**Consigne:**
Poursuivez l'article sur la suppression des faux frais de transport du bétail en Côte d'Ivoire, en reprenant juste après sa dernière phrase.

**Texte retenu:**
□ □ □ □
A quelques jours de la commémoration de la Tabaski, le gouvernement ivoirien a décidé de prendre des mesures pour lutter contre la vie chère, en supprimant les faux frais de transport du bétail. Qui ont des répercussions depuis 1986 sur les coûts du bétail et des acheteurs.

En prélude à la fête de la Tabaski du 21 août, et dans le cadre de la lutte conte la vie chère, le gouvernement ivoirien a pris des mesures visant à la suppression des faux frais de transport, sur l’acheminement des ovins, caprins et bovins.

Les faux frais de transport sont constitués, entre autres, du coût de transport, les tracasseries routières et perceptions illicites opérées par certaines organisations professionnelles, l’implication des intermédiaires véreux ou tutorat et la pratique du convoyage du bétail.
□ □ □ □
(Lignes du jeu de données)

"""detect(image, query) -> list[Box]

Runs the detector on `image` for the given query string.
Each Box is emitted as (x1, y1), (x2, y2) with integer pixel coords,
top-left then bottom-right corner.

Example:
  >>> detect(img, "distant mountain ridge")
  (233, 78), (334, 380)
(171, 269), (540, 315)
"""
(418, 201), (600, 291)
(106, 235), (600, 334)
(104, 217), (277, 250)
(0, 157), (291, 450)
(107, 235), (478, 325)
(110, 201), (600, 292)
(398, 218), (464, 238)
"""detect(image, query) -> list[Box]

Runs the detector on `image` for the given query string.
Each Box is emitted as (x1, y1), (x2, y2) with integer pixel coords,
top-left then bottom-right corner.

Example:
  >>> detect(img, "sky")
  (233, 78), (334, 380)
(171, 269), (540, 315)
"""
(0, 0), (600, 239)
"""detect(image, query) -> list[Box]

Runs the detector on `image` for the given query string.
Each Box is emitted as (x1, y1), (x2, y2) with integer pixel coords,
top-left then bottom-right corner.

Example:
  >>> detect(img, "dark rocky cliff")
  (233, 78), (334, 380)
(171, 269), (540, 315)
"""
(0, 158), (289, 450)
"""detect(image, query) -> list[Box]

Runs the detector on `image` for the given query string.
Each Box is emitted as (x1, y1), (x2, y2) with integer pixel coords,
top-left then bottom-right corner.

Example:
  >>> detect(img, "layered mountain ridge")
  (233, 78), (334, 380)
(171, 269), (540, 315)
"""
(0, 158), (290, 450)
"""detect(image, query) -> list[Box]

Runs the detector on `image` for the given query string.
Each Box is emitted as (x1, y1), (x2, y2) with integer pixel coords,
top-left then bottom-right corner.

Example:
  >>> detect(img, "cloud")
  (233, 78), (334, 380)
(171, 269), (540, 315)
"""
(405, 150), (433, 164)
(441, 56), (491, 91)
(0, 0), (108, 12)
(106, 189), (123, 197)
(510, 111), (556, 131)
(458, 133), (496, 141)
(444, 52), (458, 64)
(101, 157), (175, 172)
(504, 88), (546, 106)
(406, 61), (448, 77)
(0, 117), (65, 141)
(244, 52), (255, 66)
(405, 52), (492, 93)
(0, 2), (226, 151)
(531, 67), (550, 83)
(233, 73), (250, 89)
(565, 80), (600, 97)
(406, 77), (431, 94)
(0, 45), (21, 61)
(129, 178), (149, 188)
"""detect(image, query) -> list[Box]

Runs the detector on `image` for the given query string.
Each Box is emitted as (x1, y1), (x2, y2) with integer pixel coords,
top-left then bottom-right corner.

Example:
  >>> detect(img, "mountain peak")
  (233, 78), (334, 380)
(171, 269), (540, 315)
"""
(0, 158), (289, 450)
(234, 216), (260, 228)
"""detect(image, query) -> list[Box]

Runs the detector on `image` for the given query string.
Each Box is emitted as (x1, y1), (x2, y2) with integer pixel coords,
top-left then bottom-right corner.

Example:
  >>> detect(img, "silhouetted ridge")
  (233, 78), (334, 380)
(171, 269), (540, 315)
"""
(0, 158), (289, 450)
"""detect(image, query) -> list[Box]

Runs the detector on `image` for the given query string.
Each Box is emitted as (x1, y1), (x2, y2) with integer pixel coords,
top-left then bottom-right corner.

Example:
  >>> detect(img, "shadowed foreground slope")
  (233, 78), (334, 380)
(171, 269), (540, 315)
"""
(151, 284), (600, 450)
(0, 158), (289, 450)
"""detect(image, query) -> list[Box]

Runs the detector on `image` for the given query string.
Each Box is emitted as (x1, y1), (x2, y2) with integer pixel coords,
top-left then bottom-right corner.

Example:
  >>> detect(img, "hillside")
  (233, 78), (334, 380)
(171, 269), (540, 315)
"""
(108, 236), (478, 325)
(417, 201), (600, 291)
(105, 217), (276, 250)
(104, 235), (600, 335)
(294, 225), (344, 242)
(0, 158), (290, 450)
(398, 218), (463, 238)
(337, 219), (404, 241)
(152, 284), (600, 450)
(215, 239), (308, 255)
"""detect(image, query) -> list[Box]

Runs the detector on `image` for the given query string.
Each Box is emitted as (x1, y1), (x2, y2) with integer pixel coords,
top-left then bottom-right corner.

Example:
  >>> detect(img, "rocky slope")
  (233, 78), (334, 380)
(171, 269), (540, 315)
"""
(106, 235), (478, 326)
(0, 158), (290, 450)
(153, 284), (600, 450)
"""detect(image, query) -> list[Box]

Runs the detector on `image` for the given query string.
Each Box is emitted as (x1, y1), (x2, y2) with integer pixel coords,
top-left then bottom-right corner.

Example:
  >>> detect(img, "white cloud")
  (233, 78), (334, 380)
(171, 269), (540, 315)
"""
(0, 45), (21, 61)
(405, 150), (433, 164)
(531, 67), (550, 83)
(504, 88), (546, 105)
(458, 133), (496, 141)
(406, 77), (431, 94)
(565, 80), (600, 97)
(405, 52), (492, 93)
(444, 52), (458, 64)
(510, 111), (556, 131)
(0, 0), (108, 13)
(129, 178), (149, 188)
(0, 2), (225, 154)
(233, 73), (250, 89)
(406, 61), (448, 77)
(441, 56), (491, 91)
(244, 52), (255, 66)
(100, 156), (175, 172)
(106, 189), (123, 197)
□ □ □ □
**Résultat:**
Moussa Zakou, président de la filière bétail et viande du Niger en Côte d’Ivoire, explique les retombées de cette mesure. « Nous n’avons pas encore eu de problèmes depuis que l’Etat de Côte d’Ivoire a décidé de la suppression des faux frais de transport des bétails », affirme-t-il. Toutefois, il reconnait que pour l’acheminement des bêtes à l’intérieur des frontières du Niger et Burkina faso, ils sont l’objet de tracasseries routières. « Lorsque nous quittons ces frontières voisines pour entrer sur le territoire ivoirien, nous ne sommes pas inquiets parce que la mesure du gouvernement ivoirien est respectée », confirme le président de la filière bétail et viande du Niger en Côte d’Ivoire.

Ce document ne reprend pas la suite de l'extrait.